> **PROVIDED INFORMATION**
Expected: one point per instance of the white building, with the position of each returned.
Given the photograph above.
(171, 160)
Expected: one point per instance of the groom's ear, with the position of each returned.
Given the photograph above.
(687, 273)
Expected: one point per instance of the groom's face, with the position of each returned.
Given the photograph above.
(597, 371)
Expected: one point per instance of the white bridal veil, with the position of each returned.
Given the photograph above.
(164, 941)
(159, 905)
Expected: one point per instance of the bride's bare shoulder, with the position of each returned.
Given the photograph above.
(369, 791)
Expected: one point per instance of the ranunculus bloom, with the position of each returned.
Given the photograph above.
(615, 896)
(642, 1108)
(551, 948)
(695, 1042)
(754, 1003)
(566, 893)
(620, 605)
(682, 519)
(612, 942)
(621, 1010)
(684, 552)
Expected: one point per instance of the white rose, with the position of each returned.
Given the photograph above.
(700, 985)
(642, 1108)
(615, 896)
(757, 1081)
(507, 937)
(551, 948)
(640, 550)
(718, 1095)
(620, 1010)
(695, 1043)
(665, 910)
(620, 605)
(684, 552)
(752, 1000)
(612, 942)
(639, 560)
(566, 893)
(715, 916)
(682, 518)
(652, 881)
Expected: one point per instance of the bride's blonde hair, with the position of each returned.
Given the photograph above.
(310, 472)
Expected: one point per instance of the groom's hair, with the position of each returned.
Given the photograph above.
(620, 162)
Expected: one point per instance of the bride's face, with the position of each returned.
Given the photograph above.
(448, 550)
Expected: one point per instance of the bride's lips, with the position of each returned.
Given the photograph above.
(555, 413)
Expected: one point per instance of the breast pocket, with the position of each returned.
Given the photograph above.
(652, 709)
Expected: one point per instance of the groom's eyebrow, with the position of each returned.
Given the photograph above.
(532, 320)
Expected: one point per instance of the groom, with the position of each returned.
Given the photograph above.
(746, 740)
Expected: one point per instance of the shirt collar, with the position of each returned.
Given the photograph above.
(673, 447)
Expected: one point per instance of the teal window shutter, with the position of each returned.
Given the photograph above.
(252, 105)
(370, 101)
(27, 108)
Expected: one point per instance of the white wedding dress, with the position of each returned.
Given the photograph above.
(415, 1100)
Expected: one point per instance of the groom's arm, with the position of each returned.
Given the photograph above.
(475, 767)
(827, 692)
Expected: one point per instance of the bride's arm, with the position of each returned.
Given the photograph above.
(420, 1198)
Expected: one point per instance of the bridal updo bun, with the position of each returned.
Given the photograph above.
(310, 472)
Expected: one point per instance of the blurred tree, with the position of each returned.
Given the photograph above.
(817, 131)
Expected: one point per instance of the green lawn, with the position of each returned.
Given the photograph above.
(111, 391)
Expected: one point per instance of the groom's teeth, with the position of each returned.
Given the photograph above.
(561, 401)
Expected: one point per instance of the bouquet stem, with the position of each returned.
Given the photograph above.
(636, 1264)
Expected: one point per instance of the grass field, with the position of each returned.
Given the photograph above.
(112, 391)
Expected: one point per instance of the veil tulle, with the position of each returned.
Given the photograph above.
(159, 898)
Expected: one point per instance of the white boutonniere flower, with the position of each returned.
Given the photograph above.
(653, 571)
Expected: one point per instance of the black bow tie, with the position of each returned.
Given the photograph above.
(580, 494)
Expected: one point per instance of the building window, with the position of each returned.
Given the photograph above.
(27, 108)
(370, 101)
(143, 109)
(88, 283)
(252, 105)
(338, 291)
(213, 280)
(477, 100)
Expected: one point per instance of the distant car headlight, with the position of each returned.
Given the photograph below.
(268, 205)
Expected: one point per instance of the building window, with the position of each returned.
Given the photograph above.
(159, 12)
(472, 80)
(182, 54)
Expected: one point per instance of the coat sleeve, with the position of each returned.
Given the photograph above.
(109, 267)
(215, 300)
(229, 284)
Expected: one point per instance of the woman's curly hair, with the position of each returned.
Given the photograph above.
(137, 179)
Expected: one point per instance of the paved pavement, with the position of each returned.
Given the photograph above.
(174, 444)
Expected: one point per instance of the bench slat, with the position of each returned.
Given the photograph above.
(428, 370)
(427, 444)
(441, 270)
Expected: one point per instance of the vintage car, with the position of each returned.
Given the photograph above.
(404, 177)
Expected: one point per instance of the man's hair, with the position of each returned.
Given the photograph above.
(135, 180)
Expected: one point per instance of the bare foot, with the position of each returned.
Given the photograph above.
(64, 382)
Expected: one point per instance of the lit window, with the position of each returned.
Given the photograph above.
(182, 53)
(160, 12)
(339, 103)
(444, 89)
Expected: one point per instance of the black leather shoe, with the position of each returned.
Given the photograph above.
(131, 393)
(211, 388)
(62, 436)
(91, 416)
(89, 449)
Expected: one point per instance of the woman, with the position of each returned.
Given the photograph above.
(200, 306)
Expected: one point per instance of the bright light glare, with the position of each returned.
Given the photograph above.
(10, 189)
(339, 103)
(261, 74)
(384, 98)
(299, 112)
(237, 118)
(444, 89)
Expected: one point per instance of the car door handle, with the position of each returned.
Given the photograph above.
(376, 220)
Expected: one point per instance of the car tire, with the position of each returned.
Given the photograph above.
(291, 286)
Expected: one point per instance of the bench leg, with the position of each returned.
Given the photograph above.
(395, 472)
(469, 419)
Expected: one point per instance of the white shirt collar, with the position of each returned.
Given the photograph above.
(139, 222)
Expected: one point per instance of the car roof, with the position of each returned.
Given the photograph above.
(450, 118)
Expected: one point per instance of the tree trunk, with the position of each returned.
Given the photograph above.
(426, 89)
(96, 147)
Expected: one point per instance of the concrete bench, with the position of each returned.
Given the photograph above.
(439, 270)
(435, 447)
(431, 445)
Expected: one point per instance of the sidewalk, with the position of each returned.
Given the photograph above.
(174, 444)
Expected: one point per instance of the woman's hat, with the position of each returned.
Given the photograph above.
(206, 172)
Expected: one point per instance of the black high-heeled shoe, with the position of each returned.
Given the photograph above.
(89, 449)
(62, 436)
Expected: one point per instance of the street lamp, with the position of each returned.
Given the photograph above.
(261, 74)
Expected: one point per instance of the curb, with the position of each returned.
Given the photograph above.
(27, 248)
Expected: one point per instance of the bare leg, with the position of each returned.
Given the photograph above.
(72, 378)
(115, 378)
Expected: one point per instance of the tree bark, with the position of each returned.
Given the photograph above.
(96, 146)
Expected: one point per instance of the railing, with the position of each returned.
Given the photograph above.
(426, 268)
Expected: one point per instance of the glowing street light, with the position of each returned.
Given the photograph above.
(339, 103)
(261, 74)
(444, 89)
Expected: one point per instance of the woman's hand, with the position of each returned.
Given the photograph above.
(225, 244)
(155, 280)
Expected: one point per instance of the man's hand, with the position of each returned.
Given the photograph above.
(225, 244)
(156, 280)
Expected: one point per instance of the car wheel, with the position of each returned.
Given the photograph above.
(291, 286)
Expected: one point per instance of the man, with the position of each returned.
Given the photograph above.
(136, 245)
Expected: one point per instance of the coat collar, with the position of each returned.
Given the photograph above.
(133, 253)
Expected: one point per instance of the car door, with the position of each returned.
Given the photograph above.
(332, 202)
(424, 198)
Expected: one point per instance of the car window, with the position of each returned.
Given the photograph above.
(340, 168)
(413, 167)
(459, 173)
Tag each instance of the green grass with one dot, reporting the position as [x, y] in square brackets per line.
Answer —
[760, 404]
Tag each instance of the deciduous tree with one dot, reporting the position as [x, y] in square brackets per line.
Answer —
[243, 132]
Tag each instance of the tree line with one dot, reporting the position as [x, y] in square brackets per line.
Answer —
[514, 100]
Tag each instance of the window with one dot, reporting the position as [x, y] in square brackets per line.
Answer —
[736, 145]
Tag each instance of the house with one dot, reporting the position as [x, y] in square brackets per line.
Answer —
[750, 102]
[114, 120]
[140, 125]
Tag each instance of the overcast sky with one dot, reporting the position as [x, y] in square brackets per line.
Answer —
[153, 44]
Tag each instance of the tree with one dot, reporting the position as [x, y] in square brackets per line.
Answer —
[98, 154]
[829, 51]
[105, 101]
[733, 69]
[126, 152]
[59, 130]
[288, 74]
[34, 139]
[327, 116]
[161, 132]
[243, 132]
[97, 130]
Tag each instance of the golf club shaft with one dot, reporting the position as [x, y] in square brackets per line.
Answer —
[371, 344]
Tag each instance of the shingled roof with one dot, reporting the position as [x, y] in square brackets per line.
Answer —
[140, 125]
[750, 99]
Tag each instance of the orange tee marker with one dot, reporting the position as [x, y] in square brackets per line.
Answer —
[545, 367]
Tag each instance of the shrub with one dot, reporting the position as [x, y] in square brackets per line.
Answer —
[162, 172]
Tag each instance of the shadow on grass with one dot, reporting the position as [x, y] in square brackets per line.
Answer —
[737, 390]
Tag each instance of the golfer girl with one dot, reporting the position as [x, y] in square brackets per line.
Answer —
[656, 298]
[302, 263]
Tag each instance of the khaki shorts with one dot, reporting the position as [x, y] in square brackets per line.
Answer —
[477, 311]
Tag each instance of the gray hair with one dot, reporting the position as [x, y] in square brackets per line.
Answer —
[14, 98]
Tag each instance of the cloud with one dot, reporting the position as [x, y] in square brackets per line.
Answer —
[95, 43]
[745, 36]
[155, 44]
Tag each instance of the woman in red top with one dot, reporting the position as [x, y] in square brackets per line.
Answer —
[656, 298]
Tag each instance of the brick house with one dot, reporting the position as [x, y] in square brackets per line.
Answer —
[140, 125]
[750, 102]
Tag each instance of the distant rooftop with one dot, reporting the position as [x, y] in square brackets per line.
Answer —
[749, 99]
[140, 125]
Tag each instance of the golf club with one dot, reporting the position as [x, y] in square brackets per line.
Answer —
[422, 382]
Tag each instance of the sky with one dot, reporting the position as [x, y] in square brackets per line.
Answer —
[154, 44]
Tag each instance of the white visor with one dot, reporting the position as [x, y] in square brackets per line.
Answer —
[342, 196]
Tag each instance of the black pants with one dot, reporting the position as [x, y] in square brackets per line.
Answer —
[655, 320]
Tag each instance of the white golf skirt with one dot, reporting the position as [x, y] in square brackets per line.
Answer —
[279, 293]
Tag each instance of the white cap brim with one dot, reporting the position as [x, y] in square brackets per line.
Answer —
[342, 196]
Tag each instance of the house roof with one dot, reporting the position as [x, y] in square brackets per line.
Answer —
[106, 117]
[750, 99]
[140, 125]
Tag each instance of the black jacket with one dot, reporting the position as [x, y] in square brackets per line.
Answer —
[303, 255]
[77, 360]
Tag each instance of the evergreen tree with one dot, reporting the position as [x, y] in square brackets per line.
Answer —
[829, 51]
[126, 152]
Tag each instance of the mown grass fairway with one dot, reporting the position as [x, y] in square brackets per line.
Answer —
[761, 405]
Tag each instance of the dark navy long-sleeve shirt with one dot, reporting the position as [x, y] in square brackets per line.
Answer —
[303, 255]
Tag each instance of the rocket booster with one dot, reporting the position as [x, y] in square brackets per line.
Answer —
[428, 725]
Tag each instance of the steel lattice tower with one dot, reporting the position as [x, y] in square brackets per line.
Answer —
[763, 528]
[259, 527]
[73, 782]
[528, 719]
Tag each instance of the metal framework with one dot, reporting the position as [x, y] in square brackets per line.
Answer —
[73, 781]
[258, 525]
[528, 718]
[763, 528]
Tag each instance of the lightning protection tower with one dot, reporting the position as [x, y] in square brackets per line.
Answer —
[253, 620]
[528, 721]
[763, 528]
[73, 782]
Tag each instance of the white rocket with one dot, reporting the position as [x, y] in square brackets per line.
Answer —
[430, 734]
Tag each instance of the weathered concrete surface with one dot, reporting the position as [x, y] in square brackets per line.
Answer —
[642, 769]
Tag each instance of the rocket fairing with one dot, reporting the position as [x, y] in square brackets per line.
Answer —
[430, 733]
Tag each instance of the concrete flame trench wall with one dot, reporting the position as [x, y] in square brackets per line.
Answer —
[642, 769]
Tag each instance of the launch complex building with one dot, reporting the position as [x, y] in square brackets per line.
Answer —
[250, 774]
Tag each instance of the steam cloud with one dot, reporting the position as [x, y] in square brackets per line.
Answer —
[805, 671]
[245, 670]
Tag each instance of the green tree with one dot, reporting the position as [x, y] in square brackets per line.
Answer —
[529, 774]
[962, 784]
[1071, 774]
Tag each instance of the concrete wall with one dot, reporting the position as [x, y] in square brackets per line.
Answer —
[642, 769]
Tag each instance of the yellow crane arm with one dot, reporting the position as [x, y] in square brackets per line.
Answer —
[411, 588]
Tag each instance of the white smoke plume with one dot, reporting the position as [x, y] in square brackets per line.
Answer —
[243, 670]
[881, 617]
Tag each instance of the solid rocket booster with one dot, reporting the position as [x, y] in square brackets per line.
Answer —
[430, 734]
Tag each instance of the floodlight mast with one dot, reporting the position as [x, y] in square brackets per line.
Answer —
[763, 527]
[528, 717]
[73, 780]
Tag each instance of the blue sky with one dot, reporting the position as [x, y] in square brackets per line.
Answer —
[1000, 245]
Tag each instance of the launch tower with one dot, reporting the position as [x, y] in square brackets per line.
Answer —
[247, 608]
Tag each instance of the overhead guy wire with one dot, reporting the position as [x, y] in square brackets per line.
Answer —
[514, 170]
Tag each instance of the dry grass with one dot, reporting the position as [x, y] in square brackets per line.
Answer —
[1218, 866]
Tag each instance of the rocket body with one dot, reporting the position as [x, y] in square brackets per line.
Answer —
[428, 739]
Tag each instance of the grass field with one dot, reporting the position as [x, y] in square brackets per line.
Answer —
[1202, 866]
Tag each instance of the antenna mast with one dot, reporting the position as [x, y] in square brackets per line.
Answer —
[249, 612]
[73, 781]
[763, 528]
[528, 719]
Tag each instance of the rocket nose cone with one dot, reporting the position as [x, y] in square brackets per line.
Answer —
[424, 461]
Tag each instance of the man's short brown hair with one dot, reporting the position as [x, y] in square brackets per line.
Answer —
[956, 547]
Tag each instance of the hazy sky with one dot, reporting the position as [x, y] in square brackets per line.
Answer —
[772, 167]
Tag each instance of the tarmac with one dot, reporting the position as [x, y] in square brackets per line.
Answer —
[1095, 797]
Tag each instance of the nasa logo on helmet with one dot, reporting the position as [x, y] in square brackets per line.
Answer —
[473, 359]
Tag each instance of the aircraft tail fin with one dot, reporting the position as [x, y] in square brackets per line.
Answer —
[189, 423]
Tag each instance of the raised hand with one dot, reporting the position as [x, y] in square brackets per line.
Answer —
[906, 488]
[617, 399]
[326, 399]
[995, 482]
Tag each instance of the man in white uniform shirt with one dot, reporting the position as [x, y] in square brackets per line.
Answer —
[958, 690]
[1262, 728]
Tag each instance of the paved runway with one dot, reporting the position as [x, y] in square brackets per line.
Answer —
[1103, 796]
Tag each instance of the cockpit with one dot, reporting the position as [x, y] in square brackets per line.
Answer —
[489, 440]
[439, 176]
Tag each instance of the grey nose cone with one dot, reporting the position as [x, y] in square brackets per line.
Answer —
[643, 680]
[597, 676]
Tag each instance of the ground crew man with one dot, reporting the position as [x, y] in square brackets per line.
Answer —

> **EXERCISE GOAL**
Starting at the line with "Tag each instance of the launch tower" and ending after the line with "[1218, 866]", give those lines again with "one dot" changed to "a single dot" and nothing else altered.

> **THE COMPLETED TASK**
Tag each instance of the launch tower with a single dot, reporting the position as [x, y] in square brackets per line.
Answer —
[247, 608]
Tag each instance of the overhead guy wire with a single dot, reporting the position as [x, y] in square brackets per line.
Answer —
[514, 170]
Tag each instance of the dry grass with a single dot, reporting the position as [x, y] in square brackets per line.
Answer —
[1218, 866]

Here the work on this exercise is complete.